YOUR GOAL: Print the entries once more, unchanged.

Records from a data source:
________________________________________

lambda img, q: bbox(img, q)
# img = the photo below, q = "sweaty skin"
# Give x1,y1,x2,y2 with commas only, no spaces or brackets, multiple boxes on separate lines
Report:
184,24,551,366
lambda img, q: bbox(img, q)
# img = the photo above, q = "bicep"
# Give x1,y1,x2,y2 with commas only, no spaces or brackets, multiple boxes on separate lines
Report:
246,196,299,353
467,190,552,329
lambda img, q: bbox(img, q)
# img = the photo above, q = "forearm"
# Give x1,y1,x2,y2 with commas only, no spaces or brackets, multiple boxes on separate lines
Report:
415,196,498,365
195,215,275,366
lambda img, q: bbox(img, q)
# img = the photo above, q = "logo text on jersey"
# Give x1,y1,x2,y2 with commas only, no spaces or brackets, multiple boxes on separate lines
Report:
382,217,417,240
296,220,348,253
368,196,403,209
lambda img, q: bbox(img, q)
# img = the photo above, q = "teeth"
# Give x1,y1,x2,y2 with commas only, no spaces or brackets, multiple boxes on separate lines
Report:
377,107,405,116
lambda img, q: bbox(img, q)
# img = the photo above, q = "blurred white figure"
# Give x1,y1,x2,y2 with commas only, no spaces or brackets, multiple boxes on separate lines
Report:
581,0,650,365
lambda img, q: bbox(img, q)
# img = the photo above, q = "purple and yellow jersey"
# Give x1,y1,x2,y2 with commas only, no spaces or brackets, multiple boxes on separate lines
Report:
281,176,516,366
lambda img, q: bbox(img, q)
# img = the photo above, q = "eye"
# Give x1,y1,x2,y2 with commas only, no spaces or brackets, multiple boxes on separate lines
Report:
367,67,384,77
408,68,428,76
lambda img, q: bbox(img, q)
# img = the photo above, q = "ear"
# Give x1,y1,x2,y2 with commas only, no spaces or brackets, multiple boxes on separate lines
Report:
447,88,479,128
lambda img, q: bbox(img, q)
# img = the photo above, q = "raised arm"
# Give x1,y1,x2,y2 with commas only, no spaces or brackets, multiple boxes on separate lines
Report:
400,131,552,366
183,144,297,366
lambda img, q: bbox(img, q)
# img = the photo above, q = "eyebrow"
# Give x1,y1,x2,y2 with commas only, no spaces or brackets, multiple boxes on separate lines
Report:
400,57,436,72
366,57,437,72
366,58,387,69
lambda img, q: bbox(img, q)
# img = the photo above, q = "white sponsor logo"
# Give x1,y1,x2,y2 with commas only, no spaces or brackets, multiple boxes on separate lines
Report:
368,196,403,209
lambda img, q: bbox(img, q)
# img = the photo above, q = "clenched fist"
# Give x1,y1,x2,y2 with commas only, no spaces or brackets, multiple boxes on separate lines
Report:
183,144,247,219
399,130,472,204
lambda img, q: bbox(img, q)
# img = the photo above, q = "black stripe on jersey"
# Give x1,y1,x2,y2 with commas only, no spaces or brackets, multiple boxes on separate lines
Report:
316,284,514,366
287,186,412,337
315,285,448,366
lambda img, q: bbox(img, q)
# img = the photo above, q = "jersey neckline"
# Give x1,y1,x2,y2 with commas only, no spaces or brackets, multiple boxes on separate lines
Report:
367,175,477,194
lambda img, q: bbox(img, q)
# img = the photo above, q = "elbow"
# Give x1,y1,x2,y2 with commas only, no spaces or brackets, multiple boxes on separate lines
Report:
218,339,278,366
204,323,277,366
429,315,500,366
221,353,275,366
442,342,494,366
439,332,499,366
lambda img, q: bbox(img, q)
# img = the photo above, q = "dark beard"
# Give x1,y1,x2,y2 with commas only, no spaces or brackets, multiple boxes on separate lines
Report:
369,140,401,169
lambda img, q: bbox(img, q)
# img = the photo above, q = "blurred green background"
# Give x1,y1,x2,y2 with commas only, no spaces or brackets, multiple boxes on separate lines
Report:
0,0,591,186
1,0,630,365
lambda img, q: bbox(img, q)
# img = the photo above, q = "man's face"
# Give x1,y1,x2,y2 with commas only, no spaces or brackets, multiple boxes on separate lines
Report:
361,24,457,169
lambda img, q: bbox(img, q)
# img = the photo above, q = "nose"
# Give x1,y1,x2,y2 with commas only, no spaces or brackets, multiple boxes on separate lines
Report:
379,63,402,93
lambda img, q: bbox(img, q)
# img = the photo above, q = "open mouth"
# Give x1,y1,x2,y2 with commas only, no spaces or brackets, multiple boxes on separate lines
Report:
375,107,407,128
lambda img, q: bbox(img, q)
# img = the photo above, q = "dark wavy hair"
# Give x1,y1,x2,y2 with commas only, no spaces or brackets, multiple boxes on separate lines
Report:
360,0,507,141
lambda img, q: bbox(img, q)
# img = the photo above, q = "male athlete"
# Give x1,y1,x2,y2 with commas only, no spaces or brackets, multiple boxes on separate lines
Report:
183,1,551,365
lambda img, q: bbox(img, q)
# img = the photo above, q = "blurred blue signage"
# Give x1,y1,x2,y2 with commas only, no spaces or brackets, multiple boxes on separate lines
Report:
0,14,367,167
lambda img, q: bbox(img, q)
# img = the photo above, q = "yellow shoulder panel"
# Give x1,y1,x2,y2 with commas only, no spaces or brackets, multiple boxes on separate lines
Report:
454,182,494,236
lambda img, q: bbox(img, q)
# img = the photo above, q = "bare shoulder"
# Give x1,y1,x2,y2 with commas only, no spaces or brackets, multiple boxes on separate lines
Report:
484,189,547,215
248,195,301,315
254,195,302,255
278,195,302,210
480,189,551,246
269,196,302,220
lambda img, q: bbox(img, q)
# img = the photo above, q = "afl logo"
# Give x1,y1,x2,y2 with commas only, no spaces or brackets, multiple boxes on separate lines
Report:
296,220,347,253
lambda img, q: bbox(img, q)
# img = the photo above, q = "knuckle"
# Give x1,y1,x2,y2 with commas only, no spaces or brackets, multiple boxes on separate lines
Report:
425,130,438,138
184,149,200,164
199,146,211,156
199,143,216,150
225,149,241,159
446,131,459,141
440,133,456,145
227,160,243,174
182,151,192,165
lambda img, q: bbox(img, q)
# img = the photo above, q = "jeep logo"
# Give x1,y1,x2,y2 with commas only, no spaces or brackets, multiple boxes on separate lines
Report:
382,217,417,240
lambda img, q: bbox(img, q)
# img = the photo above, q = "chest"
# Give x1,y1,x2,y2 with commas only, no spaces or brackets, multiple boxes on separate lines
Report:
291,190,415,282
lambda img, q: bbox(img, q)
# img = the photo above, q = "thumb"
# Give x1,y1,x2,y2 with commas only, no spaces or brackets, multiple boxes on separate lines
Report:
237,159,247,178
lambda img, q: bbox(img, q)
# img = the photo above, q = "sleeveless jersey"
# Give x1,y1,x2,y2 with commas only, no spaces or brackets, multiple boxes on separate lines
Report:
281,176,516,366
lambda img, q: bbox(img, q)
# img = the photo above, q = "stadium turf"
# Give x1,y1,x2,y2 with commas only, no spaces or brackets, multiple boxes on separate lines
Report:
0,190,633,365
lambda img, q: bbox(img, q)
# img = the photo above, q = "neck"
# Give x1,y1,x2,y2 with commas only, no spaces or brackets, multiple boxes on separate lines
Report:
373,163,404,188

________________________________________

RESPONSE TO THIS EXERCISE:
lambda img, q: bbox(img, q)
# img = the photo below, q = "sweaty skin"
# Give x1,y1,x2,y2 with commas only, no spaces or brackets, multiple boxes on separate lines
Report:
184,24,551,366
lambda img, q: bbox(img, q)
# img = the photo above, q = "bicep"
# Give x1,y1,x2,y2 with commas only, no spaces or brackets, multiple boxes on separate lines
Report:
246,196,299,353
467,190,552,329
lambda img, q: bbox(img, q)
# img = the photo above, q = "forearm"
# Give x1,y1,x2,y2 with commas only, no spaces or brackets, multiple boxes on separate lines
Report:
415,196,498,365
195,215,275,366
lambda img, q: bbox(img, q)
# img = the photo above, q = "logo text on jersey"
# Give x1,y1,x2,y2 with commas only, no spaces or brackets, multiple boxes on separate lines
Report:
382,217,417,240
296,220,348,253
368,196,403,209
lambda img, q: bbox(img, q)
# img = the photo above, q = "teeth"
# Give x1,y1,x2,y2 with commas only, no spaces or brackets, multiple boxes on separate lines
Report:
377,107,405,116
lambda img, q: bbox(img, q)
# img = the photo above, q = "blurred white figure"
# Give x1,y1,x2,y2 with commas only, no spaces or brackets, multiple boxes on separate lines
Report:
581,0,650,365
lambda img, q: bbox(img, q)
# img = the photo above, q = "purple and yellow jersey"
# Give x1,y1,x2,y2 with commas only, no spaces or brackets, multiple boxes on separate lines
Report:
281,176,516,366
lambda img, q: bbox(img, q)
# img = the photo above, q = "eye"
# Give x1,y1,x2,y2 with commas only, no spaces or brackets, multiple boxes on separate lines
Report:
367,67,384,77
408,68,428,76
lambda img, q: bbox(img, q)
# img = the photo above, q = "ear"
# Give x1,y1,x2,y2 with commas only, no spaces or brackets, multiple boxes on separate lines
Report:
447,88,479,128
lambda img, q: bbox(img, q)
# img = the photo above, q = "raised arm"
# Give x1,y1,x2,y2 with commas only, no spaces or brackets, multiple boxes on separate lines
Report:
400,131,552,366
183,144,297,366
lambda img, q: bbox(img, q)
# img = the photo above, q = "eyebrow"
# Give x1,y1,x2,y2 with commas only, no spaces or brackets, multiple boxes on separate lines
Report:
400,57,436,72
366,57,437,72
366,58,387,69
lambda img, q: bbox(img, q)
# img = the photo above, q = "white sponsor logo"
# Give x1,y1,x2,y2 with commas only, no spaces or brackets, multiple boxes on separate lines
Report:
368,196,403,209
lambda img, q: bbox(img, q)
# img = the photo above, q = "clenched fist"
# Give x1,y1,x2,y2 with commas only, no spaces or brackets, multiple boxes on separate lines
Report:
183,144,247,219
399,130,472,204
lambda img, q: bbox(img, q)
# img = the photo above, q = "black stripe on jersey"
# Give x1,y1,x2,y2 with commas only, no spaces or brackets, multiple boxes on separate lines
Report:
316,284,514,366
287,186,412,337
315,285,448,366
lambda img, q: bbox(img, q)
# img = the photo above, q = "jersey neckline"
# Give x1,y1,x2,y2 with commas only, no spaces or brackets, multiple boxes on separate lines
Report:
367,175,477,194
lambda img, q: bbox(img, q)
# img = the photo above, q = "elbow"
# Give x1,y1,x2,y2 with commas only, no spaces or brackets, multiple boxes on separate lines
Report:
218,339,278,366
204,323,277,366
429,315,500,366
221,353,275,366
442,342,494,366
439,332,499,366
lambda img, q: bbox(img, q)
# img = the photo above, q = "dark beard"
# Give x1,y1,x2,y2 with commas only, no spaces or brackets, multiple boxes on separate lines
Report:
369,140,401,169
lambda img, q: bbox(img, q)
# img = the photo above, q = "blurred green background"
# Give x1,y1,x2,y2 with commas only, no spaces or brackets, multiple boxes on separate lines
Report:
0,0,591,186
1,0,630,365
lambda img, q: bbox(img, q)
# img = the photo above, q = "man's face"
# Give x1,y1,x2,y2 with commas only, no spaces or brackets, multiple boxes on separate lines
Report:
361,24,457,169
lambda img, q: bbox(img, q)
# img = the photo above, q = "nose"
# Give x1,y1,x2,y2 with commas only, no spaces or brackets, multiple boxes on separate lines
Report:
379,63,402,93
lambda img, q: bbox(img, q)
# img = the photo above, q = "open mouth"
# Give x1,y1,x2,y2 with commas only, no spaces or brackets, multiple boxes on separate lines
Report:
375,107,407,128
lambda img, q: bbox(img, q)
# img = the photo above, q = "dark wavy hair"
# Give x1,y1,x2,y2 with commas only, no spaces or brackets, multiple boxes on separate lines
Report:
360,0,507,141
lambda img, q: bbox(img, q)
# img = the photo above, q = "male athlete"
# Give x1,y1,x2,y2 with commas only, no spaces or brackets, multiple boxes on separate lines
Report:
183,1,551,365
lambda img, q: bbox(img, q)
# img = the photo above, q = "blurred blue signage"
# Give x1,y1,x2,y2 with commas only, no spaces or brackets, multiple boxes on separate lines
Report:
0,14,367,167
lambda img, q: bbox(img, q)
# img = the photo above, q = "yellow shoulder panel"
# Give x1,y1,x2,y2 with commas only, no spaces or brackets, multiple boxes on separate lines
Report:
454,182,494,236
lambda img, q: bbox(img, q)
# img = the photo above, q = "bare shoulder"
# Give x1,y1,x2,y2 with commas only, no spaces or brackets, multiple boxes on separate lines
Report:
484,189,547,215
248,195,301,315
254,195,302,255
278,195,302,210
480,189,551,246
269,196,302,220
lambda img, q: bbox(img, q)
# img = the photo above, q = "afl logo"
# Give x1,y1,x2,y2 with commas only, no spaces or brackets, multiple boxes on separate lines
Report:
296,220,347,253
lambda img, q: bbox(img, q)
# img = the photo above, q = "knuckle"
# Give x1,y1,x2,y2 with commas only, no spaces or brackets, multiple boxes on separate lines
Report:
425,130,438,138
184,149,200,164
199,146,211,156
199,143,216,150
225,149,241,159
446,131,459,141
440,133,456,145
227,160,243,174
182,151,192,165
lambda img, q: bbox(img, q)
# img = the photo above, q = "jeep logo"
# Give x1,y1,x2,y2 with commas only, no spaces or brackets, multiple boxes on separate lines
Report:
382,217,417,240
lambda img, q: bbox(img, q)
# img = the photo above, q = "chest"
# Give x1,y1,x2,y2 with commas only, no spaces or brackets, multiple boxes on separate lines
Report:
291,190,415,282
lambda img, q: bbox(img, q)
# img = the photo above, q = "thumb"
# Give x1,y1,x2,y2 with commas only, no spaces or brackets, multiple boxes on separate lines
Report:
237,159,247,178
lambda img, q: bbox(img, q)
# img = the photo above, q = "sleeveless jersey"
# Give x1,y1,x2,y2 with commas only, no spaces or brackets, multiple boxes on separate lines
Report:
281,176,516,366
lambda img, q: bbox(img, q)
# img = the photo above, q = "stadium turf"
# Give x1,y1,x2,y2 with commas only, no spaces or brackets, multiple boxes on separate lines
Report:
0,190,633,365
lambda img, q: bbox(img, q)
# img = the photo above, q = "neck"
# Give x1,y1,x2,y2 with commas only, no spaces or brackets, multiple boxes on separate lines
Report:
373,163,404,188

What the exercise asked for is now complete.